_What the task requires_
Where "kitchen" appears in a line of the entries below, that line should be copied.

_Items listed in a dataset_
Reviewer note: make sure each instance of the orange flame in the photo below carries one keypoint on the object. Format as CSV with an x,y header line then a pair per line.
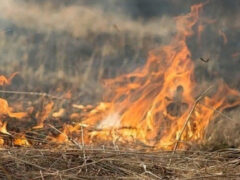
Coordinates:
x,y
151,104
6,81
43,115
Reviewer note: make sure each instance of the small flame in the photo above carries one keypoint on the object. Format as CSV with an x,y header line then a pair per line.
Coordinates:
x,y
43,115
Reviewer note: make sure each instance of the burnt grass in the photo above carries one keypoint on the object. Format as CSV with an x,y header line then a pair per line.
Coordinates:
x,y
55,62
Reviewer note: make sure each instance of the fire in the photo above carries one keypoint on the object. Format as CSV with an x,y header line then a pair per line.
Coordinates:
x,y
151,104
6,81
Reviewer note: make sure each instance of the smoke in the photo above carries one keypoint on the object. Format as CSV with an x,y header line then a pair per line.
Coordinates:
x,y
78,19
79,43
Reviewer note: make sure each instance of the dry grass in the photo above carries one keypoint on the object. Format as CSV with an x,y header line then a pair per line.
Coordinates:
x,y
109,163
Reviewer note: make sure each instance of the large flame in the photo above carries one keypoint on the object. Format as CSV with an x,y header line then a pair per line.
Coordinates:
x,y
151,104
155,105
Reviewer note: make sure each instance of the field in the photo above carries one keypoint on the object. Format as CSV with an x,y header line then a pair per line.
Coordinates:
x,y
66,65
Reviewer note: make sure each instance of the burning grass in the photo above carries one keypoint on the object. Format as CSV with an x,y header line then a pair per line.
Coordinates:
x,y
157,107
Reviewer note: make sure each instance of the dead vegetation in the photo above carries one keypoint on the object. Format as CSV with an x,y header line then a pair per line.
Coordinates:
x,y
111,163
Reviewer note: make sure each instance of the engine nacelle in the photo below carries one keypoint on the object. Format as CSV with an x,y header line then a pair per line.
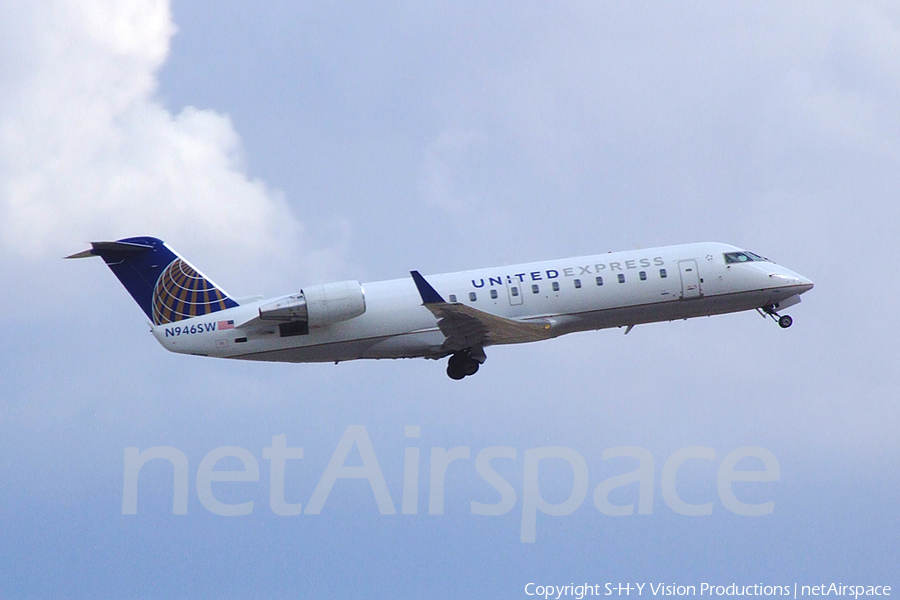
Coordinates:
x,y
318,305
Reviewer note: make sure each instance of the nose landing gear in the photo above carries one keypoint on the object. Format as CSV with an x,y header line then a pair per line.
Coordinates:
x,y
784,321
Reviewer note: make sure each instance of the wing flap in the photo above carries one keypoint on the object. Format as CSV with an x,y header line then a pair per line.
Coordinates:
x,y
466,327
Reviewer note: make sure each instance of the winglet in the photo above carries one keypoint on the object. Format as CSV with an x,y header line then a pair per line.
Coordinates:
x,y
428,293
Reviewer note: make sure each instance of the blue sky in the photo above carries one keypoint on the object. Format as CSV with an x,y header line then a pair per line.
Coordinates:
x,y
280,145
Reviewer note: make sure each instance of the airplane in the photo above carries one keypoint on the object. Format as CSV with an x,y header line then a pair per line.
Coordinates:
x,y
453,314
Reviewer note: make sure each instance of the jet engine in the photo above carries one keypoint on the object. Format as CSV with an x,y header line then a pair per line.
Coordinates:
x,y
315,306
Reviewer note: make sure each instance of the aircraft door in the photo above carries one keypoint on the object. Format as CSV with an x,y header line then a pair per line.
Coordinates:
x,y
690,279
514,290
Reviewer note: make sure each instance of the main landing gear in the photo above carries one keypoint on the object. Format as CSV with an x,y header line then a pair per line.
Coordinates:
x,y
461,364
784,321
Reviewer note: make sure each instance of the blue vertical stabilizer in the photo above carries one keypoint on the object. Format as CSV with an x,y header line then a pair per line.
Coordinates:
x,y
165,286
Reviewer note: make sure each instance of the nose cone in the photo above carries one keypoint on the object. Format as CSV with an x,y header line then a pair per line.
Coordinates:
x,y
787,278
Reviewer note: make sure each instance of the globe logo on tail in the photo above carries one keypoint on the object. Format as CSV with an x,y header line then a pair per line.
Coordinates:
x,y
181,293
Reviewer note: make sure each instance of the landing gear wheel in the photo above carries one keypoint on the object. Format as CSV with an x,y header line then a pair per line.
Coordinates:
x,y
454,373
457,366
461,365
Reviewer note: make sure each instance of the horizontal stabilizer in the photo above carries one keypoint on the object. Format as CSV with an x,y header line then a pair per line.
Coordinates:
x,y
98,248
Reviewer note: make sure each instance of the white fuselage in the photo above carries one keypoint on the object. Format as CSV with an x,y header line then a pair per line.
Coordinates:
x,y
575,294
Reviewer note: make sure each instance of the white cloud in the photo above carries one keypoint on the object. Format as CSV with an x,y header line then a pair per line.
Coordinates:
x,y
88,152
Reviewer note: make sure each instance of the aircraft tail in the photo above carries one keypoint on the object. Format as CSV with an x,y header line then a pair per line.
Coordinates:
x,y
165,286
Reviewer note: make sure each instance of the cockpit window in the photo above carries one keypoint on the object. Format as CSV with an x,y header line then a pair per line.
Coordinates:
x,y
736,257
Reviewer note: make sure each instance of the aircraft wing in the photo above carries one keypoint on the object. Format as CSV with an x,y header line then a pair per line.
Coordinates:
x,y
467,327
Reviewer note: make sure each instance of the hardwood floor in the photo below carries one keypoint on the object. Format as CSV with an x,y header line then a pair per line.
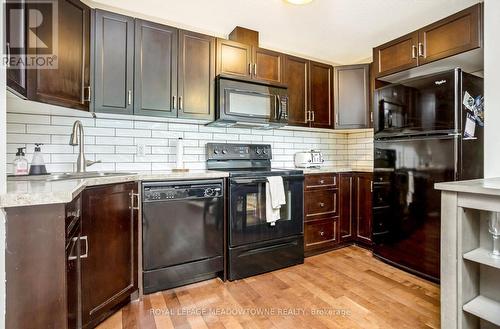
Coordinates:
x,y
346,288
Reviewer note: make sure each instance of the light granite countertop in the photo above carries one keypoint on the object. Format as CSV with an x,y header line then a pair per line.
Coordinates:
x,y
31,193
334,170
488,186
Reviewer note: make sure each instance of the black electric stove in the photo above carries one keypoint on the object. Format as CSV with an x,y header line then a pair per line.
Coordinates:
x,y
254,245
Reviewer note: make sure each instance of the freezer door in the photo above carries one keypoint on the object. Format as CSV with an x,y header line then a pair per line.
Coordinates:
x,y
406,207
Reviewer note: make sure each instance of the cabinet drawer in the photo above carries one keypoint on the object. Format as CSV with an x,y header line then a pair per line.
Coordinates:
x,y
320,232
315,181
320,203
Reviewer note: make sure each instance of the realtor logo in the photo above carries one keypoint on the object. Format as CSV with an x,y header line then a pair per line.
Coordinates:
x,y
31,34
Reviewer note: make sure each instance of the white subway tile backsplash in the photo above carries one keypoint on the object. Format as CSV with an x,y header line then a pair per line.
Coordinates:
x,y
114,140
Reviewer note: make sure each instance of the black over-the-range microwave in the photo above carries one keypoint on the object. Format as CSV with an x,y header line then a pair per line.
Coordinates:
x,y
250,104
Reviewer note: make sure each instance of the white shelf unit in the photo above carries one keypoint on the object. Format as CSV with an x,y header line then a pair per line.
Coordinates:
x,y
478,272
484,308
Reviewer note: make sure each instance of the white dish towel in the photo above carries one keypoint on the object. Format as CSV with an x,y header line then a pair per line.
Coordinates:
x,y
275,198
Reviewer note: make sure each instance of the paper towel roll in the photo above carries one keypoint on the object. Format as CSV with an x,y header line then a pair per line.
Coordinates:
x,y
180,154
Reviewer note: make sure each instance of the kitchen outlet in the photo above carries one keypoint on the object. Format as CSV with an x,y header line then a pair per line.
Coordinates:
x,y
141,150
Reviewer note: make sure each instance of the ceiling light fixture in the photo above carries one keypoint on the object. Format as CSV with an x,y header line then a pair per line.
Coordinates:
x,y
299,2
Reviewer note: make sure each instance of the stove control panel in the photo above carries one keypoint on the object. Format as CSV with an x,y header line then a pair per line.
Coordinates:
x,y
223,151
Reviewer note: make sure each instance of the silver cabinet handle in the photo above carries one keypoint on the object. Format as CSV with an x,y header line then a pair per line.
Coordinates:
x,y
8,54
129,97
86,254
132,206
420,49
70,257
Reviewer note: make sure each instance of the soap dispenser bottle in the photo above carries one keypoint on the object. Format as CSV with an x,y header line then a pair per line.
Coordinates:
x,y
20,162
38,165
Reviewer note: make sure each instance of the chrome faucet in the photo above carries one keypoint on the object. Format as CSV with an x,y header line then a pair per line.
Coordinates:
x,y
81,163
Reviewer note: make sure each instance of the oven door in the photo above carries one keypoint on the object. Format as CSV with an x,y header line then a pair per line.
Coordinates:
x,y
247,213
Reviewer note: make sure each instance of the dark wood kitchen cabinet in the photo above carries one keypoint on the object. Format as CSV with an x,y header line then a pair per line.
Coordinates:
x,y
234,58
113,63
296,77
455,34
450,36
247,61
110,243
320,213
321,93
64,79
268,65
15,44
396,55
355,220
196,83
363,207
155,79
351,96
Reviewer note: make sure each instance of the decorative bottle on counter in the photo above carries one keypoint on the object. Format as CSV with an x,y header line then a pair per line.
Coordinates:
x,y
38,165
20,162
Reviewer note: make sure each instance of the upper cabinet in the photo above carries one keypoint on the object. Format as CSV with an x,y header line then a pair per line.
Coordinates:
x,y
64,78
296,77
351,85
113,63
321,93
396,55
195,81
155,69
234,58
171,74
451,36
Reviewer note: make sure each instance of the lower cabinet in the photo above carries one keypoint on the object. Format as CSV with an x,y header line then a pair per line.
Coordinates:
x,y
355,220
109,250
320,213
337,211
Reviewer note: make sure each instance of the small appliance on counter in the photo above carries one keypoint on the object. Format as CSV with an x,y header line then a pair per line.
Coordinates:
x,y
309,159
20,162
38,164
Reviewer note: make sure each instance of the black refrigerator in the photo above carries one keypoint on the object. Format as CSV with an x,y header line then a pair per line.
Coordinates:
x,y
427,130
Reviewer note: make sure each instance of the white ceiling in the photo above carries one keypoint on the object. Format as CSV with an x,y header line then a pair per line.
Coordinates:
x,y
337,31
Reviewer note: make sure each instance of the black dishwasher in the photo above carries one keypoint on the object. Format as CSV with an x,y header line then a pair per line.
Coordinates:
x,y
182,233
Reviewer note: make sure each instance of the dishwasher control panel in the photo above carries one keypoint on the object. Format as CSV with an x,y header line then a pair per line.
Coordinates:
x,y
179,192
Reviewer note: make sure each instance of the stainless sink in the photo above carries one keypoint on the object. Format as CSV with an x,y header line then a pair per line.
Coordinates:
x,y
67,176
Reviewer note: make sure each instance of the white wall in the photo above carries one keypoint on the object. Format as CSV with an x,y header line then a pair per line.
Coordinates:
x,y
491,88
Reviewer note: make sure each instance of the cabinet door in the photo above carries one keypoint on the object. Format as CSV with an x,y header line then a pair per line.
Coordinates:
x,y
268,65
363,209
155,80
68,84
234,58
196,75
351,97
109,259
453,35
15,46
320,87
295,75
397,55
346,200
114,63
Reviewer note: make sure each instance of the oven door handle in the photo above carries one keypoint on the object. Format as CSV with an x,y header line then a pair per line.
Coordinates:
x,y
263,180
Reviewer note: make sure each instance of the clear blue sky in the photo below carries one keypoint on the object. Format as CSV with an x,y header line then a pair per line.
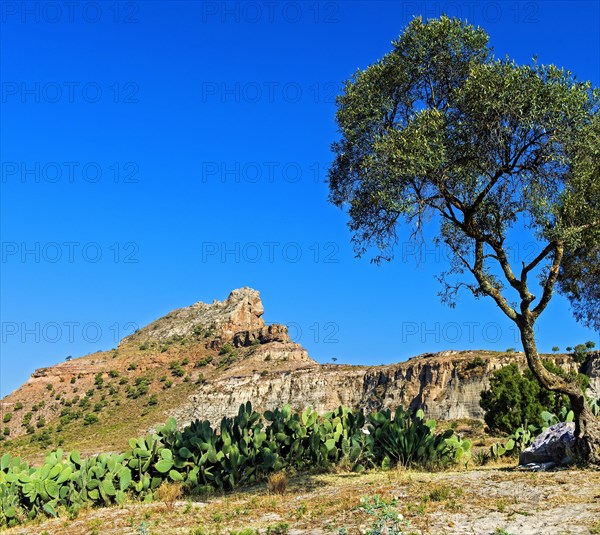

_Solution to this exercise_
Reviewer note: make sure each instance of the kitchen outlet in the photo above carries one keypoint on the object. Format as CSV with an x,y header line then a pair per line.
Reviewer note: make sure each instance of the dark wood kitchen cabinet in the photo above carries one keypoint on the object. Format as CSV with an x,y header line then a pair per line.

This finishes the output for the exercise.